> [Excerpt]:
Case study: How the infant pathways can help manage your patients

Portrait photograph of a smiling infant.
  15 November 2021  NWMPHN   

This was written by Dr Scott Parsons for NWMPHN.

Sara is a first-time mother to 16-month-old toddler Tara. Sara takes her daughter to see their GP following an 8-month history of constipation.

Sara’s GP consults the Constipation in Children pathway as s/he has limited experience managing this condition in a child this young.

Sara’s GP begins the consult by taking a history and discovers that

  • When Tara was 10-months, Sara’s breast milk supply diminished, and Sara was incorrectly advised it was safe to go straight to cow’s milk.
  • Previous advice had been to increase fluids and fibre to relieve Tara’s constipation. No medications had been suggested.
  • Sara is having lots of mealtime issues, with Tara refusing age-appropriate food. She is currently on 3-4 bottles per day of cow’s milk. Each bottle is approximately 200mls.

The GP’s physical examination reveals Tara is an otherwise healthy active toddler, recording a weight of 11.6kgs (75th centile) and a height on 50th centile. The findings from the initial assessment indicates excessive and early cow’s milk ingestion resulting in:

  • Functional constipation
  • Risk factor for Fe deficiency +/-anaemia

To address the functional constipation, the GP refers back to the Constipation in Children pathway, which advises lessening cow’s milk consumption and commencing high dose osmotic laxative.

> [Tasks for this exercise]:
a: Rework the case study from "Sara’s GP begins" to "is approximately 200mls.", changing "mealtime issues" to "feeding difficulties".
b: Answer these about the case study:
(i) How old is Tara?
(ii) What weight did the GP record for Tara during the physical examination?
(iii) Which pathway does the GP consult?
The data that comes next has no connection to the case study.

> [Dataset excerpt]:
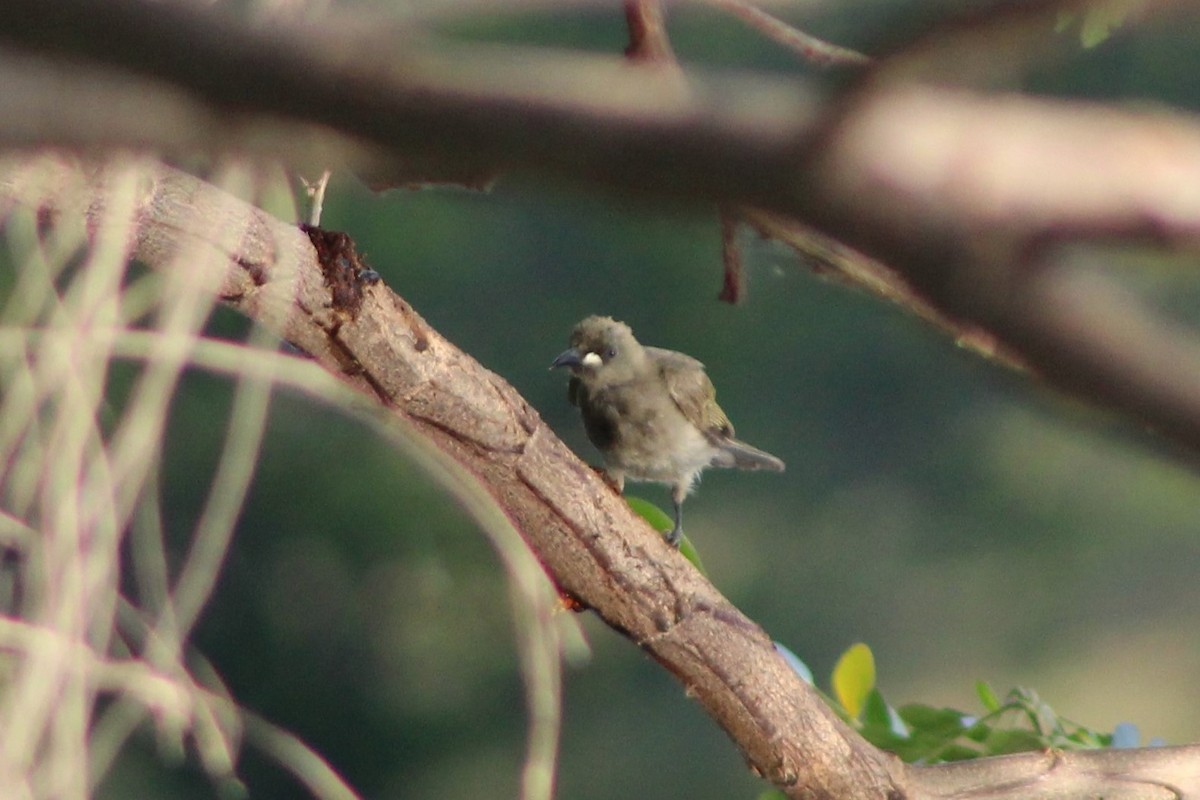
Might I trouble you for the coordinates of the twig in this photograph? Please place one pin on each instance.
(811, 48)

> [Answer list]:
a:
Sara’s GP begins the consult by taking a history and discovers that

  • When Tara was 10-months, Sara’s breast milk supply diminished, and Sara was incorrectly advised it was safe to go straight to cow’s milk.
  • Previous advice had been to increase fluids and fibre to relieve Tara’s constipation. No medications had been suggested.
  • Sara is having lots of feeding difficulties, with Tara refusing age-appropriate food. She is currently on 3-4 bottles per day of cow’s milk. Each bottle is approximately 200mls.

b:
(i) 16 months
(ii) 11.6kgs (75th centile)
(iii) The Constipation in Children pathway